• [Brief A] In the passage on Kanban cycle times, what does the vertical axis of the Cycle Time Breakdown Chart show?
• [Brief B] Please repeat the passage on Kanban cycle times word for word, from "Analyzing Your Workflow" to "right questions, sooner.".
• [Brief C] Carry on writing the passage on Kanban cycle times from the point where it stops.

Where Is Your Time Getting Wasted?
Analyzing our cycle times is the best way to identify bottlenecks which hinder our performance and negatively impact delivery times.
As work flows through the process, cards move across the Kanban board. Each task spends its time in the different process states and adds up to the time needed to finish what we’ve started. By tracking our cycle times, we evaluate the efficiency of our workflow and identify process bottlenecks.
Evaluating Your Improvement Efforts
To optimize your workflow performance, you need to break your delivery times down to smaller pieces and evaluate the improvement opportunities. This is best achieved in the Cycle Time Breakdown Chart. The diagram displays the cycle times of your completed tasks split by process state. The horizontal axis is a timeline, while the vertical axis tells you how long in total tasks have taken to complete. By glancing over each bar, you can assess how the time spent in each process state affects the overall time needed to finish your work.
The most important information to get from the Cycle Time Breakdown Chart is how the data changes in time. It is an indicator of continuous improvement. If the longest sections are going down, this is a sign that your improvement efforts are paying off. But, if the cycle times are going up, it is better to take a step back and analyze the reasons behind that behavior.
Analyzing Your Workflow Performance
The Cycle Time Breakdown can be of great help when it comes to bottleneck analysis. This is best achieved by looking into your process state cycle times vs the overall cycle time needed to finish your work. Spotting the states with the longest sections on the diagram, analyzing their cycle times and identifying the root causes of delays is a tremendous step towards improving flow efficiency and reducing delivery times.
A quick glance at the Cycle Time Breakdown reveals the states in our workflow that slow us down the most. This insight provides a good basis for further investigation and selection of remedies for improving workflow performance. The steps that have taken the most of the time, impeding the entire flow, become glaringly obvious. That instantly fires off the alarm and helps us start asking the right questions, sooner.
Product managers from various industries leverage the power of making data-driven decisions using Kanban analytics. It is fast, simple and extremely effective. Try it out for free on your favorite platform.

• [Data provided]
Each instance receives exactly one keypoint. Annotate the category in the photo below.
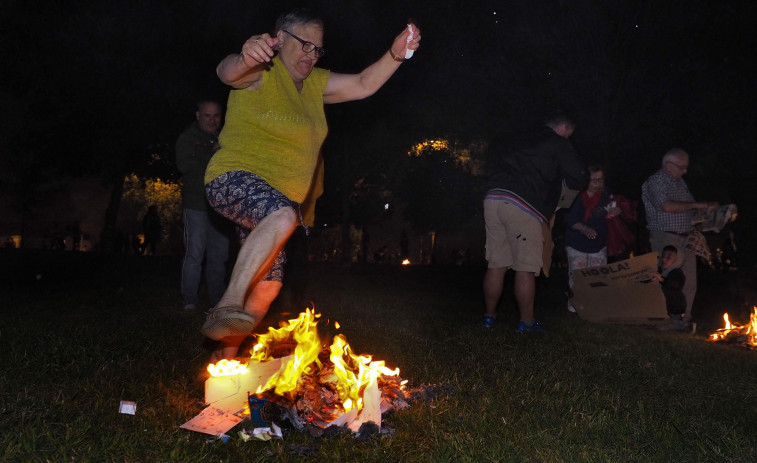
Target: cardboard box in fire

• [Exercise result A] How long in total tasks have taken to complete.

• [Exercise result B]
Analyzing Your Workflow Performance
The Cycle Time Breakdown can be of great help when it comes to bottleneck analysis. This is best achieved by looking into your process state cycle times vs the overall cycle time needed to finish your work. Spotting the states with the longest sections on the diagram, analyzing their cycle times and identifying the root causes of delays is a tremendous step towards improving flow efficiency and reducing delivery times.
A quick glance at the Cycle Time Breakdown reveals the states in our workflow that slow us down the most. This insight provides a good basis for further investigation and selection of remedies for improving workflow performance. The steps that have taken the most of the time, impeding the entire flow, become glaringly obvious. That instantly fires off the alarm and helps us start asking the right questions, sooner.

• [Exercise result C]
Highlight the Disruptive Nature of Your Waiting Times
The approach of analyzing our data using the Cycle Time Breakdown is extremely powerful if we maintain a Kanban pull system. Kanban pull systems enable users to assess how much time the workflow sits in each queue state.
In the example below, we have a process with the following steps – Development, Code Review, Testing, Deployment and Done, and the queue states Code review (Done) and Testing (Done). On the Cycle Time Breakdown, it is clearly visible that 20% of the workflow is spent in the Code Review (Done) step. As this is a queue state, it means that our work is not able to move to Testing, it is just sitting and waiting in the queue due to a bottleneck in the Testing state.
An obvious solution may be to hire more testing specialists. We could assume that adding more testing capacity would remove the bottleneck. This approach is also known as “elevating the constraint”. However, it costs both time and money. So, rather than jumping immediately to elevation, it might be better to try to fully exploit the capacity of the people responsible for that step and relieve them from activities that could be handled by someone else or completely nixed. For instance, testers are quite commonly also responsible for creating user manuals. This can be very easily handed over to other departments.
Another alternative is to assign some of the idle team members to that step. You can categorize your work using risk profiles to specify the requirements that must be tested by the professional test team and delegate those that could be covered by people from other functional areas.
The team performance will increase by 20% only by resolving the bottleneck in their Testing step. Their customers will receive what they have requested 20% faster, which will lead to a significant rise in customer satisfaction and so a firm loyalty to your brand.
The Best Course of Action
Here are some tips to help you improve your workflow performance once you have identified the bottlenecks in your system.
- Revise your process policies – Reconsider the policies on the step with the longest cycle time and try to identify what needs to change to help reduce the time spent there.
- Reduce WIP limits on the states with the longest time – Pay special attention to your queue states and make sure that the number of tasks in your queue states counts towards the WIP limit of its active state. As you decrease the time spent on those columns, you’ll reduce the total cycle time.
- Allocate idle team members to work together on the problem area – Delegating responsibility to people with different expertise encourages knowledge sharing and drastically improves collaboration. And that ultimately boosts your employees’ engagement and motivation.
- Evaluate your cycle time breakdown over time – By observing the split of the cycle times throughout your process you’ll be able to assess your improvement efforts and keep track of how trends build over time.
Short delivery times are essential for developing a strong competitive advantage. Breaking your cycle times down to small segments and improving them independently, essentially leads to decreasing your overall cycle time.
By keeping your focus on resolving bottlenecks in your system, you’ll ultimately reduce your cycle times, become more efficient and deliver customer value, faster. And that is crucial for sustainable business agility.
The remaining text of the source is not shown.